**ENTRIES PROVIDED**
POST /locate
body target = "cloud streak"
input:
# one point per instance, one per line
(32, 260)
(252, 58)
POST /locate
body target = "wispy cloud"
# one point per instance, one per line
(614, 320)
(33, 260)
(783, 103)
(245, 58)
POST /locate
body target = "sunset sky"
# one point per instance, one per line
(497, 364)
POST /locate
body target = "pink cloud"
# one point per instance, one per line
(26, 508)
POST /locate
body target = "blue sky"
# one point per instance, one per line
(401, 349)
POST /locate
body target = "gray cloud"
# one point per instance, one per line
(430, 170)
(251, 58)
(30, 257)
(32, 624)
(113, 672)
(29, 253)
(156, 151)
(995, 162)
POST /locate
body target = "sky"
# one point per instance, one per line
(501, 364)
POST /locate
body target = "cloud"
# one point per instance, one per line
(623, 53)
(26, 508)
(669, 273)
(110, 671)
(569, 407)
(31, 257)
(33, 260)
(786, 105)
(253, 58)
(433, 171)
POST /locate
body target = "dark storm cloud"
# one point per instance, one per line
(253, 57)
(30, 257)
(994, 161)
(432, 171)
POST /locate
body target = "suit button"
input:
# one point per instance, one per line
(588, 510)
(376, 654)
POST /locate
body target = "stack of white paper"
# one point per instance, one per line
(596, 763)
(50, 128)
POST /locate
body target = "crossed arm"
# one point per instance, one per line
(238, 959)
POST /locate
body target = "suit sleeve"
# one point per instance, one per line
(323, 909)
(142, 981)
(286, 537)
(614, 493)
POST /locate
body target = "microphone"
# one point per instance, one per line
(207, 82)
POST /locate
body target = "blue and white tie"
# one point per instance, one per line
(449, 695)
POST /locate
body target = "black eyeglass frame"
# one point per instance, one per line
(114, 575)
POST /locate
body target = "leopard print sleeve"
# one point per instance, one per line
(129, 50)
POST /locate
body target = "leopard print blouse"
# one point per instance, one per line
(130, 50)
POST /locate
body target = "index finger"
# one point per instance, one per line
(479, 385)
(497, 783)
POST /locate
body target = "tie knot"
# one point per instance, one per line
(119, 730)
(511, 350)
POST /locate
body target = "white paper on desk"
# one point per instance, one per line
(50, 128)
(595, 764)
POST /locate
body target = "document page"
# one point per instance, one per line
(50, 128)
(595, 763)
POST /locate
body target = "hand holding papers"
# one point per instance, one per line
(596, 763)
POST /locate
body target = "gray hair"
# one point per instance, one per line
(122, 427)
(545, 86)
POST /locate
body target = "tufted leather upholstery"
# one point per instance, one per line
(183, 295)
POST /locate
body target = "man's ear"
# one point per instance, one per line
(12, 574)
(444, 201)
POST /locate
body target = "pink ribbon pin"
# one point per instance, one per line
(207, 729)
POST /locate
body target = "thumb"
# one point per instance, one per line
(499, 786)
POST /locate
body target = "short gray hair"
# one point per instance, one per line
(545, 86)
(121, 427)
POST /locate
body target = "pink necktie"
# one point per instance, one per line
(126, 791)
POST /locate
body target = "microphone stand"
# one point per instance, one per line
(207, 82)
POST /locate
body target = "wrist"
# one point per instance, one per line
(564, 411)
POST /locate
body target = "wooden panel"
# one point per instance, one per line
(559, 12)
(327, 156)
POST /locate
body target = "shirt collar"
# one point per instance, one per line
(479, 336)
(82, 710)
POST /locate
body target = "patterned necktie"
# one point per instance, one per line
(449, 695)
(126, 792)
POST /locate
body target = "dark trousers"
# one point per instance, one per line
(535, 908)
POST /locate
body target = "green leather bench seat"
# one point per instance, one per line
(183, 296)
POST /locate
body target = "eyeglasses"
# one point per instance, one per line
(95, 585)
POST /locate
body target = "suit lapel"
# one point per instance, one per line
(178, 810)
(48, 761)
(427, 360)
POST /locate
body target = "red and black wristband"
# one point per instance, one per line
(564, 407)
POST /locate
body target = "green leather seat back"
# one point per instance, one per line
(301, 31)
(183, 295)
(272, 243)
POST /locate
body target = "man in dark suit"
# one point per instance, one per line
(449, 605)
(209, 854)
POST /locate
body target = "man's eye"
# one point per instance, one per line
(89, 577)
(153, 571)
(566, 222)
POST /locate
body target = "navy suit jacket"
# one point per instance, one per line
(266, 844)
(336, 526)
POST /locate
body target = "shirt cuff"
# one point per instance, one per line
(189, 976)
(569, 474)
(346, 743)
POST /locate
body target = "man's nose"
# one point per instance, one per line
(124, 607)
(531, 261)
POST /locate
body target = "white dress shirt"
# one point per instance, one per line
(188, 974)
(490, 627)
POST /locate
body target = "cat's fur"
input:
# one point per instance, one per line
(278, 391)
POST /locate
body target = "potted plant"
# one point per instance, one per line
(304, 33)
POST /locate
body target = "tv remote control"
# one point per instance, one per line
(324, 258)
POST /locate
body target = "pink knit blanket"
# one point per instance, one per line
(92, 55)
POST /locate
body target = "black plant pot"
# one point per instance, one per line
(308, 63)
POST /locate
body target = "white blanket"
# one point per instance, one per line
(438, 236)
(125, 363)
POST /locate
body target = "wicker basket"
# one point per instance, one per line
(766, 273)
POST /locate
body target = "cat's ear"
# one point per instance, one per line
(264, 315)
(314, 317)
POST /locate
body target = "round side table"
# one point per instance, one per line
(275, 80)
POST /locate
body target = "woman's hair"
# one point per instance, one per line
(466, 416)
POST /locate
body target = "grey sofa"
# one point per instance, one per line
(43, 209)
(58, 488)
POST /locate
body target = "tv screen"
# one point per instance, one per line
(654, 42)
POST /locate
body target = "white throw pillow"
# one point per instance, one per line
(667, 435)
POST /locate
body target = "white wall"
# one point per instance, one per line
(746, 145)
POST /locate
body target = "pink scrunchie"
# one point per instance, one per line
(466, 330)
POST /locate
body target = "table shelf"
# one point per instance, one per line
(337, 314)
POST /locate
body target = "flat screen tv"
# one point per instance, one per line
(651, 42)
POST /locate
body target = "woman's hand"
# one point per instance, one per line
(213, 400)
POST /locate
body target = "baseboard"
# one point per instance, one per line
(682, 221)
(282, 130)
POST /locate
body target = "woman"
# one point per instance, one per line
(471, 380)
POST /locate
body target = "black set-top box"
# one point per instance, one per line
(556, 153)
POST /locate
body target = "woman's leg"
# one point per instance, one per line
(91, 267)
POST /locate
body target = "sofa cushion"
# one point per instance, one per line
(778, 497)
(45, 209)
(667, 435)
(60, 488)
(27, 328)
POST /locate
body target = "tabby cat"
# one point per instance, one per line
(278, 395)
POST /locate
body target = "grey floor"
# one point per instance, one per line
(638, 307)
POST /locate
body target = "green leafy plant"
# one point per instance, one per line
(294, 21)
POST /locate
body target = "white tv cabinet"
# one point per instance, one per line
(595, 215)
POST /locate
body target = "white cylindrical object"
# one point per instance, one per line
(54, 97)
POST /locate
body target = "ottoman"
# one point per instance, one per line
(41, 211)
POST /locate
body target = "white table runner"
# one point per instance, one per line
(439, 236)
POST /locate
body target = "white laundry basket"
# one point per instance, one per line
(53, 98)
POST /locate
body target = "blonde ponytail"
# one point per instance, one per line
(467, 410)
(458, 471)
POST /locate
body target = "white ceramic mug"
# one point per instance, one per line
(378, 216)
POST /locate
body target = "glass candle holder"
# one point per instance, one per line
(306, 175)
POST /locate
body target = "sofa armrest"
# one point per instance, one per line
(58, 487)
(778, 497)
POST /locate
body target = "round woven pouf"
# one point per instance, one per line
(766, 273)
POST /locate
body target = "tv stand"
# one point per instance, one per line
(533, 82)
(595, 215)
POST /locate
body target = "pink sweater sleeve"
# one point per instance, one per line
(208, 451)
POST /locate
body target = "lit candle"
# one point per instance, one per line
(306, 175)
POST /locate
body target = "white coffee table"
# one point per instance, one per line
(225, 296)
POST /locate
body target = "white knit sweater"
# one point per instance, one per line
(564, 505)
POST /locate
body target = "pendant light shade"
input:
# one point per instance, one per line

**YOUR OBJECTIVE**
Go through the records and gather the lines that hold "woman".

**YOUR SOLUTION**
body target = "woman's hair"
body target = "woman's hand"
body target = "woman"
body target = "woman's leg"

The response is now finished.